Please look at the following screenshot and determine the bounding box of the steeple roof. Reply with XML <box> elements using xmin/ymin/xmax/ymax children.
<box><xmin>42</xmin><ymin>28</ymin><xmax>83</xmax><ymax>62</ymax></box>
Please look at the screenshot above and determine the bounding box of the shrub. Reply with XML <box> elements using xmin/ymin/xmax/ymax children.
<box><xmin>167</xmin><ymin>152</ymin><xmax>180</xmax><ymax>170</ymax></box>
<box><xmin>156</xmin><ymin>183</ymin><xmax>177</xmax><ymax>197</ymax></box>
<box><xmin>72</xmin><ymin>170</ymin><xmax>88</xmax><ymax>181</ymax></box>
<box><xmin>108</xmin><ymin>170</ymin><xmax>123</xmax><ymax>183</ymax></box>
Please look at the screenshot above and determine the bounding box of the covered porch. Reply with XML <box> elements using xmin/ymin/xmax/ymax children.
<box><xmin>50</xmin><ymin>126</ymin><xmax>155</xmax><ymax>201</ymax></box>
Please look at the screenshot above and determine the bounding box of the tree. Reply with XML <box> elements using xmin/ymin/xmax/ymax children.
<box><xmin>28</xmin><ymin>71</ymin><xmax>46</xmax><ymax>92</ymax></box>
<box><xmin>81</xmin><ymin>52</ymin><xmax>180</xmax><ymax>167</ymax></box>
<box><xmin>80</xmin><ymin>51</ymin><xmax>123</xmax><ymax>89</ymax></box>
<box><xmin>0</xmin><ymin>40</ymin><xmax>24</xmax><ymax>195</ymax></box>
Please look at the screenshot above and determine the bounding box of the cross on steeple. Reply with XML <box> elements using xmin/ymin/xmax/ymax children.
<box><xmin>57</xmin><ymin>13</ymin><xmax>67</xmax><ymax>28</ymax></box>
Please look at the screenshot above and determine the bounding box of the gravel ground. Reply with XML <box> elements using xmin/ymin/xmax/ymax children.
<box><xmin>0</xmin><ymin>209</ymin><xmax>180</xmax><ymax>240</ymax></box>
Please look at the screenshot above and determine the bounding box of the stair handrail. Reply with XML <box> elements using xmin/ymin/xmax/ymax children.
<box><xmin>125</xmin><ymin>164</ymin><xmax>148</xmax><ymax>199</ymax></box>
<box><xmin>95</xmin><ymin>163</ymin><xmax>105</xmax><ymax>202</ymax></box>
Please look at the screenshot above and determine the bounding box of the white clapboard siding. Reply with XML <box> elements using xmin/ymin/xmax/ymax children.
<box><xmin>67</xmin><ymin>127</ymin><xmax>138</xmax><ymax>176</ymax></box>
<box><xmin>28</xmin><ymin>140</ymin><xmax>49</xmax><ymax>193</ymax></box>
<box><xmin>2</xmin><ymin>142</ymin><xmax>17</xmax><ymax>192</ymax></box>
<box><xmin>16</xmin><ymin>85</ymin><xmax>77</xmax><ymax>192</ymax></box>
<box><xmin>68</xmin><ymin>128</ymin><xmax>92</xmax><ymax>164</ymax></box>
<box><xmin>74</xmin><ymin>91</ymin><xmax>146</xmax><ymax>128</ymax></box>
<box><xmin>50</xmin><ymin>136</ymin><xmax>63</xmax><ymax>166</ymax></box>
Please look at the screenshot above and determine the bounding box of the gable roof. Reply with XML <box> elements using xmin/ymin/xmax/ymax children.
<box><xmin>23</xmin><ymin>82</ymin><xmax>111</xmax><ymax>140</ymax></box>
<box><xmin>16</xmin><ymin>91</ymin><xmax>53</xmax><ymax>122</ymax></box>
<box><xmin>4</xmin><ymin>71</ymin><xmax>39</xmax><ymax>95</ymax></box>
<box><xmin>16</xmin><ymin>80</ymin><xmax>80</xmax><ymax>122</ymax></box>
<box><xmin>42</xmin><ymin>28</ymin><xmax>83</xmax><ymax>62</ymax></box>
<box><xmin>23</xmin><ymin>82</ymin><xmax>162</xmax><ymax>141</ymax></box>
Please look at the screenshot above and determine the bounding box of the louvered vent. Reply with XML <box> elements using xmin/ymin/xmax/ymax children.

- [WORK TO DO]:
Please identify every line in the records above that contains the word "roof", and copy each of those lines. Case counts.

- [FINAL RESULT]:
Please look at the following screenshot and determine the bounding box of the steeple roof. Reply with XML <box> elements using xmin/ymin/xmax/ymax children.
Please look at the screenshot above and determine the bounding box of the gable roof. Reply with XML <box> elements using xmin/ymin/xmax/ymax children.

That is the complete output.